Imam
al-Ghazali menyebut makna asal mashlahah sebagai berikut :
أما المصلحة فهي
عبارة فى الأصل عن جلب منفعة او دفع مضرة
Adapun mashlahah pada dasarnya adalah ungkapan
dari menarik manfaat dan menolak mudharat
Adapun makna yang beliau maksudkan dalam kajian
ushul fiqh adalah :
المصلحة المحافظة على مقصود الشرع
Mashlahah adalah memelihara tujuan syara’.
Beliau menolak makna yang pertama dengan
alasan menarik manfaat dan menolak mudharat merupakan tujuan makhluk (manusia) dan
kebaikan dalam meraih tujuan-tujuan mereka. Karena itu, bukanlah tujuan syara’.
Adapun tujuan syara’ pada makhluk itu ada lima, yaitu memelihara agama, jiwa,
akal, keturunan dan harta mereka. Setiap yang mengandung upaya memelihara
kelima hal prinsip ini disebut mashlahah, dan setiap yang menghilangkan kelima
prinsip ini disebut mafsadah. (Hal. 174)
Pada awal bab pembahasan ini, Imam
al-Ghazali membagi mashlahah dari aspek kekuatan substansinya kepada tiga
katagori, yaitu :
1. Mashlahah yang dibenarkan syara’.

_Tugas yang Diberikan 1_.
Menurut bacaan tentang mashlahah, apa saja tujuan syara' pada makhluk?
_Tugas yang Diberikan 2_.
Pilih setiap baris dari catatan di bawah yang memuat kata "below". Huruf besar dan kecil dibedakan.

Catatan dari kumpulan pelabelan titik
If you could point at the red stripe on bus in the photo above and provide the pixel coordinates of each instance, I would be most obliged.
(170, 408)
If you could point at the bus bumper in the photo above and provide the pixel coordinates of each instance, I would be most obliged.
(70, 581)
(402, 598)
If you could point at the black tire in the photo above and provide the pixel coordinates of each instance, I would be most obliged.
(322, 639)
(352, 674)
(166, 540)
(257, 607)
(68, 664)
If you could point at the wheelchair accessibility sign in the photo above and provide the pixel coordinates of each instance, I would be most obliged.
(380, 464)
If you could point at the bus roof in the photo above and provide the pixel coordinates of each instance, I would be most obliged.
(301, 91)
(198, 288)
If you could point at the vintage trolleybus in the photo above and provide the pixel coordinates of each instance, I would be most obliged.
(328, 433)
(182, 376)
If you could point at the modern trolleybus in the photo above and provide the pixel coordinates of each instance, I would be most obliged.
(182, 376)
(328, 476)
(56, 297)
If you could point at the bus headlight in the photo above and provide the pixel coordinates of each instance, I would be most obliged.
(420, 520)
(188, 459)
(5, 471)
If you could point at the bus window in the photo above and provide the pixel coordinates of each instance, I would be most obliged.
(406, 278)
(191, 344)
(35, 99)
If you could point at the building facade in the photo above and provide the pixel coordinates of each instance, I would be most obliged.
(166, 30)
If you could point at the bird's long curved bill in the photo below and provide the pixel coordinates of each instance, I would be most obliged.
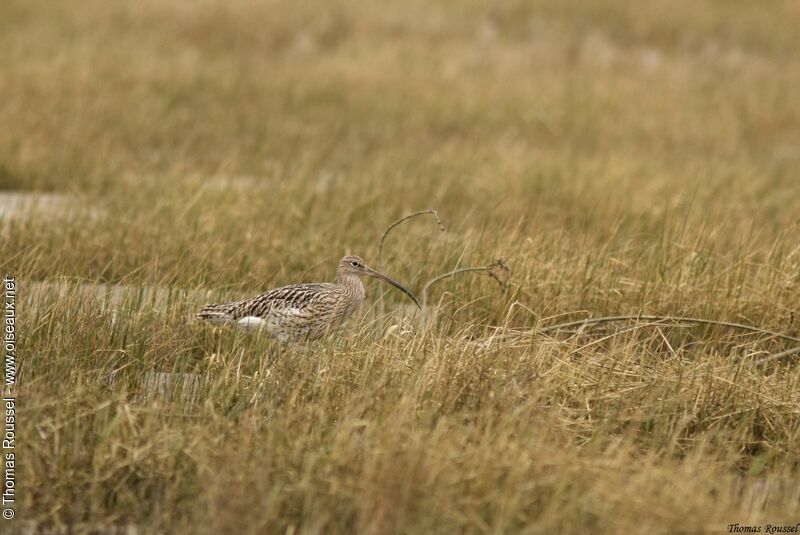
(394, 283)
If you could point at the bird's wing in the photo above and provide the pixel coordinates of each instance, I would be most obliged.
(297, 297)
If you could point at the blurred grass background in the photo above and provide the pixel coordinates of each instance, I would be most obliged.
(622, 158)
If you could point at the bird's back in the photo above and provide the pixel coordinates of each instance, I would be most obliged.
(294, 312)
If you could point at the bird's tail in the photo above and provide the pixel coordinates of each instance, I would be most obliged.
(217, 313)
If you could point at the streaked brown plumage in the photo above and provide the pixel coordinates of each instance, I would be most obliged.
(302, 311)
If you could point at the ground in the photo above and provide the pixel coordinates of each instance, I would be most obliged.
(620, 157)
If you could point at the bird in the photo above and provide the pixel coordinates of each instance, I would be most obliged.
(302, 312)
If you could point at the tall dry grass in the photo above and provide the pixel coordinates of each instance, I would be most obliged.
(622, 159)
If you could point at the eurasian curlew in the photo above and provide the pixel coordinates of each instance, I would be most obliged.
(302, 311)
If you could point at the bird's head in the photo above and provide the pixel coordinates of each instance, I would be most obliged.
(355, 266)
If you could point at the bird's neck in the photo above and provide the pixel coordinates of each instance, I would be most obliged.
(353, 284)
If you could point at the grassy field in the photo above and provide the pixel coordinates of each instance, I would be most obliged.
(621, 158)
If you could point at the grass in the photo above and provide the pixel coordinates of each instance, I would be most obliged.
(622, 159)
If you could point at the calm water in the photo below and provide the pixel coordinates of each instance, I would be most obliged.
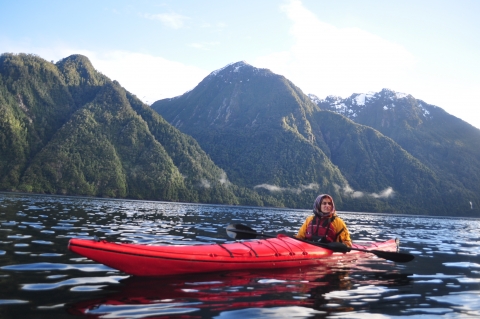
(40, 278)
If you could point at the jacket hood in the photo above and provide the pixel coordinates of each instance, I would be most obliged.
(316, 206)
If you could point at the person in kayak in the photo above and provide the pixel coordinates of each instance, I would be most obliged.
(324, 225)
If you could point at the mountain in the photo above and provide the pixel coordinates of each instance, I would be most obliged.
(268, 135)
(67, 129)
(447, 145)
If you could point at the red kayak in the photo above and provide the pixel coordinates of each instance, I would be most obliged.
(280, 252)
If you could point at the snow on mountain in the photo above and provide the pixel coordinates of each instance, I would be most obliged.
(354, 105)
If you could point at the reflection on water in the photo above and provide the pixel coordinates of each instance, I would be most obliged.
(41, 278)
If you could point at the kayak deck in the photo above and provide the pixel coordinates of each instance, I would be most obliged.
(146, 260)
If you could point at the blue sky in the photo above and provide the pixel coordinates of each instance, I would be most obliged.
(161, 49)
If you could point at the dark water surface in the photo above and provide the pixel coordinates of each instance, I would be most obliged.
(40, 278)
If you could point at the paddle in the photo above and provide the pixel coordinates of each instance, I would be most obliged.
(239, 231)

_Jawaban Terurai 1_.
Ada lima, yaitu memelihara agama, jiwa, akal, keturunan, dan harta.

_Jawaban Terurai 2_.
If you could point at the bird's long curved bill in the photo below and provide the pixel coordinates of each instance, I would be most obliged.
If you could point at the calm water in the photo below and provide the pixel coordinates of each instance, I would be most obliged.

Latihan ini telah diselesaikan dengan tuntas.